== Selected extract ==
On the off chance the press release (from March 23rd) wasn't intended as a joke, this addition is still very questionable. First, the LHC (at CERN, in Europe, not the US) won't be online until 2007 at the earliest. The press release I found mentiones a "DZero" detector, of which the closest match I can find is the D0_experiment using the Tevatron (at Fermilab). Second, this rather drastic claim (of a particle that oscillates between being matter and being antimatter) appears to be based on a single paper submitted to a "Letters" journal (these tend to have less stringent review, as they're intended for results that must be speedily released, though this does vary from journal to journal). -- Christopher Thomas 06:35, 4 April 2006 (UTC)
I don't understand the essential argument. Is the author positing that life is not possible in an antimatter segment of the universe? Symmetrical considerations seem to imply that it is. In any event, this section seems nebulous and its message is vague.
===
== Information supplied ==
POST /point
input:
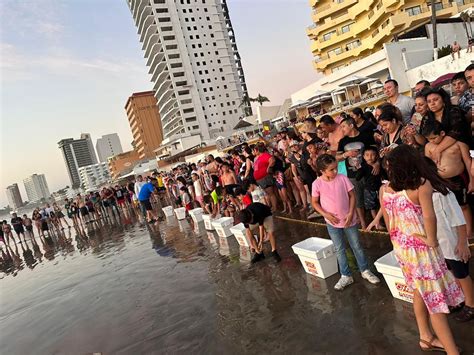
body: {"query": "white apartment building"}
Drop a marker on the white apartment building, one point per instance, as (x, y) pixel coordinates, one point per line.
(194, 64)
(36, 187)
(108, 146)
(92, 176)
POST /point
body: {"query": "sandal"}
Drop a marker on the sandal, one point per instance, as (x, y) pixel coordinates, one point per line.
(466, 314)
(430, 346)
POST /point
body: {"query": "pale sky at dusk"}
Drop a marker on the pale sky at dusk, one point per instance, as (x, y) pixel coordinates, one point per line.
(69, 66)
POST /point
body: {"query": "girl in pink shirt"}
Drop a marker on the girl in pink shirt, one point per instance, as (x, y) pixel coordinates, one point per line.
(333, 197)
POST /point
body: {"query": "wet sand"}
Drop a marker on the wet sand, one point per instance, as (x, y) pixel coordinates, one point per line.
(129, 288)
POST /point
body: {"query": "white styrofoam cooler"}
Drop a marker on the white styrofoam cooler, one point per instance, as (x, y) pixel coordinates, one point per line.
(168, 211)
(180, 212)
(207, 218)
(239, 232)
(318, 256)
(223, 225)
(245, 254)
(389, 267)
(196, 215)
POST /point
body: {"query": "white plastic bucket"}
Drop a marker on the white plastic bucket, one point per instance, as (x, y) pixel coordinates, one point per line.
(245, 254)
(223, 225)
(212, 239)
(239, 233)
(196, 215)
(180, 213)
(224, 246)
(389, 267)
(318, 256)
(168, 211)
(207, 218)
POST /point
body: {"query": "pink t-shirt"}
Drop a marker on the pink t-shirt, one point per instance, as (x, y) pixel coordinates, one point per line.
(334, 197)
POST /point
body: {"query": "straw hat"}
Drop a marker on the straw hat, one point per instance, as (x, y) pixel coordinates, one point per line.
(308, 128)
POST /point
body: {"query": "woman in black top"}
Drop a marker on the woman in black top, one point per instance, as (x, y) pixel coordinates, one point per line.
(363, 125)
(451, 117)
(390, 120)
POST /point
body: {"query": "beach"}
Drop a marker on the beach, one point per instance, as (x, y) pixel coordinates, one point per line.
(133, 288)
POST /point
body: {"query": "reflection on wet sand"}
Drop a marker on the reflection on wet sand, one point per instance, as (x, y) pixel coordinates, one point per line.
(120, 285)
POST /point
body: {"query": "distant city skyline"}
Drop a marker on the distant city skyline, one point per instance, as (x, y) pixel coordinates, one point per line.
(82, 69)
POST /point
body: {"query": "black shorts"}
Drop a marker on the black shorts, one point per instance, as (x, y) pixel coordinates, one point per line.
(44, 226)
(230, 189)
(460, 190)
(84, 211)
(266, 182)
(459, 269)
(147, 205)
(371, 199)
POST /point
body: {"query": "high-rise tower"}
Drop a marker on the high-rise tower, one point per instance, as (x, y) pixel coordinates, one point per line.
(194, 64)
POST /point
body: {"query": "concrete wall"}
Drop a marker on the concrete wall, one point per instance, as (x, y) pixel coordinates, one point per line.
(433, 70)
(265, 113)
(405, 55)
(448, 33)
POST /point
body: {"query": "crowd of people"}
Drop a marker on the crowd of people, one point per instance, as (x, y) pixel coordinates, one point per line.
(406, 168)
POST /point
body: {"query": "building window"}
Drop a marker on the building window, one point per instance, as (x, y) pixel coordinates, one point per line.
(346, 28)
(327, 36)
(413, 11)
(438, 5)
(334, 52)
(353, 44)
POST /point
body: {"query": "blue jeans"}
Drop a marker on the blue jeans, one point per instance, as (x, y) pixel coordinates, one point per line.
(352, 234)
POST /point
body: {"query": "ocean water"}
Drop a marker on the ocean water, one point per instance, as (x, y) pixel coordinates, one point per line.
(125, 287)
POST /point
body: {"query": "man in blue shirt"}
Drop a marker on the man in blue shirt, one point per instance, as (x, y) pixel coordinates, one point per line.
(144, 197)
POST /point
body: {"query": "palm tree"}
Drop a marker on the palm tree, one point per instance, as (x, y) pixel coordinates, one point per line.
(466, 20)
(260, 99)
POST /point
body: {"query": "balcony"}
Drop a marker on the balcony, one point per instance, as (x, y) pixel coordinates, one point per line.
(161, 78)
(168, 104)
(146, 12)
(157, 74)
(137, 6)
(167, 119)
(151, 29)
(154, 49)
(164, 86)
(331, 9)
(163, 98)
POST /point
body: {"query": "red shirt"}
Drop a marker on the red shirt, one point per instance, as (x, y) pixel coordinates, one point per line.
(260, 165)
(247, 200)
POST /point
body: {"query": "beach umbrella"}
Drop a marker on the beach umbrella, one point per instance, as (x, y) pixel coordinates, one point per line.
(353, 80)
(442, 80)
(369, 80)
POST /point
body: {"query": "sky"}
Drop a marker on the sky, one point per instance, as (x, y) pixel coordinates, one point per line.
(68, 66)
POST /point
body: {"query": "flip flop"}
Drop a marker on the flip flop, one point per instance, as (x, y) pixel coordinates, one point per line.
(430, 346)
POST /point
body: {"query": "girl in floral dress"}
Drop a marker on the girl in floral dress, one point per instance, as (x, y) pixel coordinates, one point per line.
(410, 218)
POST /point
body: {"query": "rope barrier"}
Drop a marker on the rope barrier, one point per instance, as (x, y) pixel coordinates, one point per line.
(320, 224)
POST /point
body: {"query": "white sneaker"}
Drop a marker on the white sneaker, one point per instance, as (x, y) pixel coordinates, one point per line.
(343, 282)
(369, 276)
(314, 215)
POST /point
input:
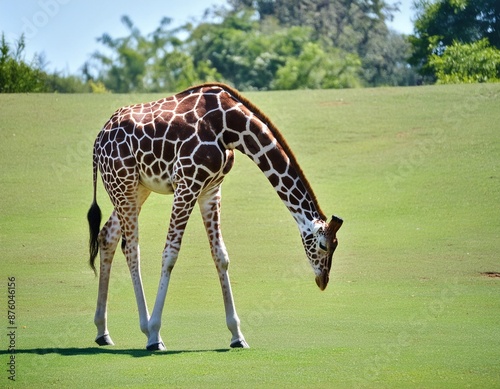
===
**Task prompt**:
Copy the antimatter discussion from "I don't understand" to "message is vague.", swapping "nebulous" for "murky".

**Exercise response**:
I don't understand the essential argument. Is the author positing that life is not possible in an antimatter segment of the universe? Symmetrical considerations seem to imply that it is. In any event, this section seems murky and its message is vague.